TEXTO:
CHRISTMAS ARE STRANGE

"Sí, me contradigo ¿y qué? Yo soy inmenso y contengo multitudes". 

Walt Whiltman.









Dibujos sobre cristal con marcadores de tiza realizados durante la última semana de Noviembre de 2020 en el Bar Docamar, 

LA JUNGLA INSIGNIFICANTE



Video-proceso de los dibujos a tiza realizados en Docamar

Cuando  tuve que pensar una obra en la que la idea de "selva" o "jardín" estuviera presente, empecé a reflexionar acerca de lo que estos dos conceptos significaban para mí. Sería más preciso hablar de "cómo estos conceptos se han ido conformando a través de mi propia experiencia", porque las ideas son algo que se transforma con el tiempo: están dotadas de cierta ductilidad que las hace moldeables a medida que son atravesadas por los acontecimientos en los que nos vemos involucrados.

Un "jardín" es sólo un vano intento de domesticación de la Naturaleza, de la "jungla primigenia" contra la que todas las civilizaciones culturalmente consideradas como tal han tenido que luchar en un intento desesperado por afianzar su propia supervivencia. En un jardín el riesgo de perder el juego se encuentra minimizado, pero no totalmente ausente, aún se esconden entre sus diseños y colores más o menos acomodados, desde el gran Versalles hasta el rincón zen más pequeño de Japón, las sombras de ciertos misterios que son capaces de encoger el corazón de un "hombre" cuando la luz desaparece entre sus ramas.

Lo que la selva y el jardín tienen de común es que son espacios donde un@ no puede escapar de la soledad: nos acercamos a ellos precisamente para encontrarla cara a cara, y tal vez, incluso darle la mano, enfrentándonos al doble invisible que desde el interior de uno mismo nos interroga acerca del sentido último de nuestra existencia, cuando todo lo demás: cultura, sociedad, leyes y educación, y en definitiva, todas aquellas disposiciones o reglas adquiridas y asumidas a lo largo de nuestra vida y cuya existencia regula las interacciones con "los otros", se desvanecen.

TAREA BREVE:
Según el texto sobre la selva y el jardín, ¿qué tienen en común ambos espacios? Las líneas que vienen a continuación proceden de otra fuente.

LÍNEAS EXTRAÍDAS:
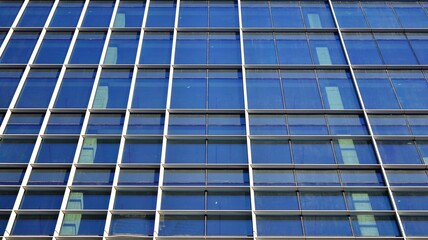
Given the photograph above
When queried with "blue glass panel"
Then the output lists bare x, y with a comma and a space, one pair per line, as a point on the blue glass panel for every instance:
179, 225
19, 47
11, 176
65, 123
83, 224
259, 48
38, 88
9, 80
8, 12
7, 199
98, 14
35, 14
113, 88
276, 201
146, 124
36, 199
99, 150
67, 14
24, 123
135, 200
161, 14
270, 151
279, 226
312, 152
105, 124
132, 224
122, 48
229, 226
193, 14
88, 48
93, 177
34, 224
264, 90
76, 87
227, 152
156, 48
186, 151
48, 176
317, 15
129, 14
327, 226
57, 151
322, 201
142, 151
174, 200
88, 199
139, 177
151, 88
14, 150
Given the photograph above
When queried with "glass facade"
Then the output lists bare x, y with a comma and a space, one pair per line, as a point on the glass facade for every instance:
213, 119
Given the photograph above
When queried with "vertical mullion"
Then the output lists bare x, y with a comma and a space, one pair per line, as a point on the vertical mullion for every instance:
395, 209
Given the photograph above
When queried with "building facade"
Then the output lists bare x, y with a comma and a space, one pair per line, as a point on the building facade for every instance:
218, 119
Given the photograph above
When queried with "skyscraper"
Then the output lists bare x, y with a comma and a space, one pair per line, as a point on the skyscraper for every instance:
213, 119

RESPUESTA:
Son espacios donde no se puede escapar de la soledad.